**SOURCE TEXT:**
•••

(Kitco News) – Federal Reserve Chair Jerome Powell appeared for his second day of congressional testimony on Wednesday, this time before the U.S. House Committee on Financial Services. While the conversation was more partisan and political than the prior day’s proceedings, it also shed new light on areas including the health of the banking sector, stablecoin legislation, and the Fed’s test for lowering interest rates.
Powell delivered the same opening remarks as he did to the Senate Banking Committee on Tuesday morning, drawing from the Federal Reserve's latest Monetary Policy Report to reiterate that the central bank “remains squarely focused on our dual mandate to promote maximum employment and stable prices” and that it is the view of the FOMC that “the risks to achieving our employment and inflation goals are coming into better balance.”
The Fed Chair also emphasized that the FOMC would continue to make decisions on a meeting-by-meeting basis “after carefully assessing incoming data and their implications for the evolving outlook, the balance of risks, and the appropriate path of monetary policy.”
The question and answer portion of the testimony began with Powell addressing more concerns about the Basel III endgame proposal, saying that he agrees that opening it to further public comment is “the right thing to do.” He added that the Basel III framework doesn't contain any binding enforcement mechanisms for the countries that are formulating it, and the central bank would always defer to laws passed by Congress.
Regarding the Supreme Court’s recent Chevron decision, Powell said the Fed is studying it, along with several other recent decisions.
“I haven't got anything definitive for you on that,” he said. “I think you know us to be an organization that is strongly committed to the rule of law. The Supreme Court says what the law is, and we'll always do what we believe the law is.” He did acknowledge, however, that the ruling seems to imply that “courts will give less deference to agencies” in their interpretations of the law.

•••

[Source data]
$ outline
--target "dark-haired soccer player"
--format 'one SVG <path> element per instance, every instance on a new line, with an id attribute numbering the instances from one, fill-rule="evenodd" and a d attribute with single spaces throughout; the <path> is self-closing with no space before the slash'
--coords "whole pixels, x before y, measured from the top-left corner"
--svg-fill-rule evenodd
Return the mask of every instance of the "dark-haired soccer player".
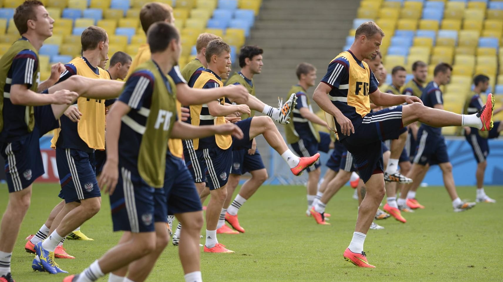
<path id="1" fill-rule="evenodd" d="M 489 94 L 480 112 L 460 115 L 425 106 L 415 96 L 381 92 L 369 66 L 362 61 L 376 55 L 384 36 L 373 22 L 361 25 L 350 49 L 330 62 L 313 95 L 320 107 L 333 116 L 339 138 L 353 154 L 365 183 L 367 194 L 358 209 L 353 239 L 344 255 L 348 261 L 365 267 L 375 267 L 367 261 L 363 243 L 385 194 L 381 141 L 398 138 L 400 128 L 416 120 L 437 127 L 462 125 L 488 130 L 492 126 L 494 103 Z M 347 84 L 341 84 L 344 79 L 348 80 Z M 370 99 L 378 106 L 390 107 L 370 112 Z M 391 106 L 403 103 L 410 104 Z"/>
<path id="2" fill-rule="evenodd" d="M 489 77 L 483 74 L 479 74 L 473 78 L 475 87 L 473 91 L 466 97 L 463 108 L 463 113 L 470 114 L 477 112 L 484 106 L 480 93 L 487 91 L 489 87 Z M 503 110 L 500 108 L 494 110 L 494 114 Z M 477 128 L 465 127 L 465 137 L 470 144 L 473 151 L 473 156 L 477 161 L 477 170 L 475 177 L 477 179 L 477 194 L 476 202 L 483 203 L 495 203 L 496 200 L 491 199 L 484 191 L 484 174 L 485 167 L 487 165 L 486 160 L 489 155 L 489 145 L 487 139 L 496 138 L 499 136 L 499 132 L 503 129 L 503 123 L 500 121 L 494 122 L 494 126 L 489 132 L 482 131 Z"/>

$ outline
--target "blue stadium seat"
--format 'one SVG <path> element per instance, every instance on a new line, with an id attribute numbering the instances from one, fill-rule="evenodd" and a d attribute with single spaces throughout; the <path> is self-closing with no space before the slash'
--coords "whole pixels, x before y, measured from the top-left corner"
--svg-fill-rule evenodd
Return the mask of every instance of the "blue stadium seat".
<path id="1" fill-rule="evenodd" d="M 250 23 L 242 20 L 231 20 L 229 22 L 229 28 L 244 30 L 244 36 L 248 37 L 250 33 Z"/>
<path id="2" fill-rule="evenodd" d="M 499 40 L 494 37 L 480 37 L 478 39 L 478 47 L 497 48 Z"/>
<path id="3" fill-rule="evenodd" d="M 117 28 L 115 29 L 115 35 L 127 36 L 127 43 L 131 43 L 131 38 L 136 33 L 136 30 L 131 28 Z"/>
<path id="4" fill-rule="evenodd" d="M 227 22 L 225 20 L 210 19 L 208 20 L 206 27 L 209 29 L 220 29 L 224 30 L 227 28 Z"/>
<path id="5" fill-rule="evenodd" d="M 59 47 L 53 44 L 45 44 L 40 47 L 39 55 L 45 55 L 52 57 L 59 54 Z M 71 59 L 70 59 L 71 60 Z"/>
<path id="6" fill-rule="evenodd" d="M 218 0 L 218 9 L 234 11 L 237 9 L 237 0 Z"/>
<path id="7" fill-rule="evenodd" d="M 246 21 L 250 23 L 250 27 L 253 27 L 255 21 L 255 12 L 253 10 L 238 9 L 234 11 L 234 18 Z"/>
<path id="8" fill-rule="evenodd" d="M 423 10 L 423 19 L 425 20 L 436 20 L 440 21 L 443 18 L 443 10 L 437 8 L 425 8 Z"/>
<path id="9" fill-rule="evenodd" d="M 0 9 L 0 19 L 7 19 L 8 21 L 14 16 L 14 9 L 10 8 Z"/>
<path id="10" fill-rule="evenodd" d="M 388 55 L 398 55 L 406 57 L 408 55 L 408 48 L 403 46 L 390 46 L 388 48 Z"/>
<path id="11" fill-rule="evenodd" d="M 362 24 L 371 21 L 373 21 L 373 20 L 370 19 L 355 19 L 353 20 L 353 28 L 356 30 Z"/>
<path id="12" fill-rule="evenodd" d="M 82 35 L 82 33 L 83 32 L 84 30 L 87 28 L 73 28 L 73 30 L 71 33 L 72 35 L 78 35 L 80 36 Z"/>
<path id="13" fill-rule="evenodd" d="M 488 9 L 503 10 L 503 1 L 491 1 L 489 3 Z"/>
<path id="14" fill-rule="evenodd" d="M 101 9 L 86 9 L 82 13 L 82 17 L 86 19 L 94 19 L 95 24 L 103 18 L 103 10 Z"/>
<path id="15" fill-rule="evenodd" d="M 71 19 L 75 21 L 76 19 L 82 17 L 82 11 L 80 9 L 65 8 L 61 14 L 61 18 L 64 19 Z"/>
<path id="16" fill-rule="evenodd" d="M 112 0 L 110 3 L 110 9 L 120 9 L 124 11 L 124 15 L 129 10 L 129 0 Z"/>

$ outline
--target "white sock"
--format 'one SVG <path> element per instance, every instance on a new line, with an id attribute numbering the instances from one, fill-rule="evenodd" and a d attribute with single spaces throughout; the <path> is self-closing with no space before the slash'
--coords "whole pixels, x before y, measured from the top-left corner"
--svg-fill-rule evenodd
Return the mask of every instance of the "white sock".
<path id="1" fill-rule="evenodd" d="M 84 269 L 84 271 L 78 275 L 78 279 L 76 282 L 93 282 L 96 281 L 101 277 L 105 276 L 100 265 L 98 263 L 98 259 L 91 263 L 89 267 Z M 124 279 L 125 280 L 125 278 Z"/>
<path id="2" fill-rule="evenodd" d="M 225 213 L 227 212 L 227 209 L 222 209 L 220 211 L 220 216 L 218 219 L 218 223 L 217 223 L 217 229 L 221 227 L 225 224 Z"/>
<path id="3" fill-rule="evenodd" d="M 353 239 L 349 243 L 349 250 L 357 253 L 362 253 L 363 251 L 363 243 L 365 241 L 367 235 L 359 232 L 353 233 Z"/>
<path id="4" fill-rule="evenodd" d="M 201 275 L 201 271 L 194 271 L 188 273 L 184 275 L 185 282 L 203 282 L 203 277 Z"/>
<path id="5" fill-rule="evenodd" d="M 6 275 L 11 272 L 11 258 L 12 252 L 0 251 L 0 276 Z"/>
<path id="6" fill-rule="evenodd" d="M 415 191 L 410 191 L 407 192 L 407 199 L 415 199 Z"/>
<path id="7" fill-rule="evenodd" d="M 40 227 L 40 229 L 38 230 L 38 231 L 37 232 L 37 234 L 35 234 L 33 238 L 30 239 L 30 241 L 33 244 L 38 243 L 49 236 L 49 228 L 46 226 L 44 224 L 41 227 Z"/>
<path id="8" fill-rule="evenodd" d="M 396 198 L 394 197 L 388 197 L 386 198 L 386 201 L 388 203 L 388 205 L 392 208 L 395 208 L 395 209 L 398 208 L 398 206 L 396 204 Z"/>
<path id="9" fill-rule="evenodd" d="M 234 199 L 234 201 L 232 201 L 232 202 L 230 203 L 230 205 L 227 209 L 227 213 L 231 215 L 236 215 L 237 214 L 237 211 L 241 208 L 241 206 L 246 201 L 246 199 L 241 197 L 240 195 L 236 195 L 236 198 Z"/>
<path id="10" fill-rule="evenodd" d="M 357 180 L 359 178 L 360 178 L 360 176 L 358 175 L 358 174 L 356 173 L 355 172 L 353 172 L 351 173 L 351 178 L 350 179 L 349 181 L 353 182 L 355 181 L 355 180 Z"/>
<path id="11" fill-rule="evenodd" d="M 281 158 L 283 158 L 286 163 L 288 164 L 288 166 L 291 169 L 296 167 L 299 164 L 299 162 L 300 162 L 300 158 L 295 156 L 295 154 L 293 154 L 292 150 L 290 149 L 287 150 L 285 153 L 281 154 Z"/>
<path id="12" fill-rule="evenodd" d="M 386 168 L 386 173 L 388 174 L 393 174 L 398 171 L 398 160 L 397 159 L 390 159 L 388 161 L 388 167 Z"/>
<path id="13" fill-rule="evenodd" d="M 452 201 L 452 206 L 455 208 L 456 207 L 457 207 L 458 206 L 461 205 L 463 201 L 461 201 L 461 199 L 460 199 L 459 197 L 458 197 L 456 199 L 455 199 L 454 200 Z"/>
<path id="14" fill-rule="evenodd" d="M 477 116 L 476 113 L 461 115 L 461 126 L 476 127 L 481 129 L 482 125 L 482 120 L 479 117 Z"/>
<path id="15" fill-rule="evenodd" d="M 401 198 L 399 198 L 398 200 L 396 200 L 397 204 L 399 206 L 405 206 L 407 204 L 407 200 L 405 199 L 402 199 Z"/>
<path id="16" fill-rule="evenodd" d="M 209 230 L 206 229 L 206 243 L 205 245 L 207 248 L 212 248 L 218 243 L 217 240 L 217 230 Z"/>
<path id="17" fill-rule="evenodd" d="M 49 251 L 53 252 L 59 242 L 63 239 L 63 236 L 58 234 L 57 230 L 52 231 L 45 240 L 42 241 L 42 247 Z"/>
<path id="18" fill-rule="evenodd" d="M 325 212 L 325 208 L 326 207 L 326 204 L 323 204 L 321 201 L 318 201 L 314 206 L 314 210 L 319 213 L 323 213 Z"/>
<path id="19" fill-rule="evenodd" d="M 124 277 L 110 272 L 108 275 L 108 282 L 124 282 Z"/>

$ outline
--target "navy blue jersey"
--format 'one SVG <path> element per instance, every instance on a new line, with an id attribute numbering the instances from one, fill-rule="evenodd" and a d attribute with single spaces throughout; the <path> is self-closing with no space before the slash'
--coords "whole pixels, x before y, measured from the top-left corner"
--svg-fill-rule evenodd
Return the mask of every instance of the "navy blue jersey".
<path id="1" fill-rule="evenodd" d="M 358 65 L 365 69 L 361 61 L 355 57 L 351 51 L 348 50 Z M 330 62 L 328 65 L 326 74 L 321 79 L 321 82 L 330 86 L 332 89 L 328 93 L 332 103 L 344 114 L 353 120 L 356 118 L 361 118 L 362 113 L 357 112 L 356 108 L 348 104 L 348 91 L 349 85 L 349 62 L 343 57 L 337 58 Z M 377 90 L 379 81 L 370 71 L 369 93 L 373 93 Z"/>
<path id="2" fill-rule="evenodd" d="M 22 39 L 28 40 L 24 37 Z M 5 86 L 3 89 L 0 89 L 4 91 L 4 129 L 0 132 L 0 142 L 12 142 L 30 134 L 25 120 L 27 107 L 14 105 L 11 101 L 11 86 L 23 84 L 30 89 L 34 83 L 38 84 L 39 81 L 33 81 L 33 72 L 38 64 L 37 54 L 28 49 L 20 51 L 13 59 Z M 39 80 L 40 74 L 37 77 Z"/>
<path id="3" fill-rule="evenodd" d="M 431 81 L 423 90 L 423 95 L 421 95 L 421 100 L 427 107 L 433 108 L 437 104 L 444 104 L 444 99 L 442 98 L 442 91 L 439 88 L 439 85 L 435 81 Z M 434 127 L 423 124 L 422 125 L 425 130 L 435 135 L 442 135 L 442 128 Z"/>

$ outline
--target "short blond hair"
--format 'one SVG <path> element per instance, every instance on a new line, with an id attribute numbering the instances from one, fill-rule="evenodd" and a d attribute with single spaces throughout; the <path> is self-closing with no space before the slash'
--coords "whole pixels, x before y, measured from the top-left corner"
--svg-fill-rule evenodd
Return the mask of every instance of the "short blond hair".
<path id="1" fill-rule="evenodd" d="M 212 33 L 202 33 L 197 37 L 197 41 L 196 42 L 196 51 L 199 54 L 203 50 L 203 48 L 206 48 L 210 41 L 215 39 L 222 40 L 222 38 L 218 35 L 215 35 Z"/>
<path id="2" fill-rule="evenodd" d="M 356 29 L 355 38 L 358 38 L 362 35 L 370 38 L 378 33 L 380 34 L 381 36 L 384 36 L 384 32 L 382 31 L 377 24 L 372 21 L 367 22 L 362 24 Z"/>

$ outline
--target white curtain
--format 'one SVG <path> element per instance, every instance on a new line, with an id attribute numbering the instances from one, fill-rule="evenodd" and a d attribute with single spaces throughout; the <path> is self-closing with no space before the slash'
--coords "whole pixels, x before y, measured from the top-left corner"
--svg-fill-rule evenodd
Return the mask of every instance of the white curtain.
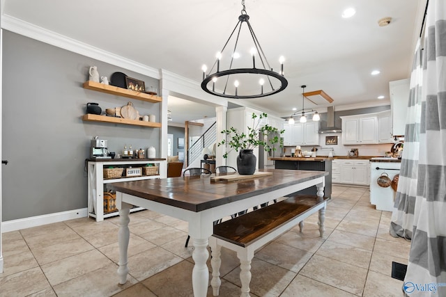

•••

**WORK TO COMPLETE:**
1) Answer these questions from the article on Powell's House testimony:
(a) Before which committee did Powell testify on Wednesday?
(b) On what basis did he say the FOMC would keep making decisions?
(c) How did he describe opening the Basel III endgame proposal to further public comment?
2) Write the next part of the article on Powell's House testimony, picking up after its final paragraph.

**RESULTS FOR EACH TASK:**
1)
(a) The U.S. House Committee on Financial Services.
(b) On a meeting-by-meeting basis.
(c) As "the right thing to do."

2)
Asked whether the Fed would need to see core PCE inflation dip below 2% at least once in the coming months before contemplating a rate cut, Powell disagreed.
“You don't want to wait until inflation gets all the way down to 2% because inflation has a certain momentum,” he replied. “You wouldn't wait that long. If you waited that long, you probably waited too long because inflation will be moving downward and we'll go well below 2% which we don't want.”
Pressed on what factors the FOMC would need to see in order to support a rate cut in September, Powell said “I'm not sending any signals on any particular date of any meeting
whatsoever. What we said is that we want to have greater confidence, and that means more good inflation readings, that inflation is moving sustainably down to 2%.”
“Our test for being willing to consider beginning to loosen policy [...] is that we want to be more confident that inflation is moving on a path sustainably down to 2%, not at 2%, but on a path sustainably to 2%,” he said. “That's the test we've articulated.”
He also reiterated that the high inflation of recent years was caused by “very strong demand colliding with constrained supply.”
Powell refused to address a number of questions about spending priorities and government programs, saying that the Fed keeps monetary policy very separate from fiscal policy, but conceded that, in his view, the U.S. debt path is not sustainable.
On the American banking industry, the Fed Chair said he believes U.S. banks are well capitalized and there's sufficient liquidity in the banking system, and emphasized that their bank stress tests must evolve in order to remain relevant.
When asked whether the pre-pandemic period’s low unemployment and low inflation was a thing of the past, Powell said that was not the Fed’s expectation.
“We've got a period here of low unemployment, [and] we have high inflation,” he replied. “Can we have the best of both worlds? We certainly can, and that's the plan.”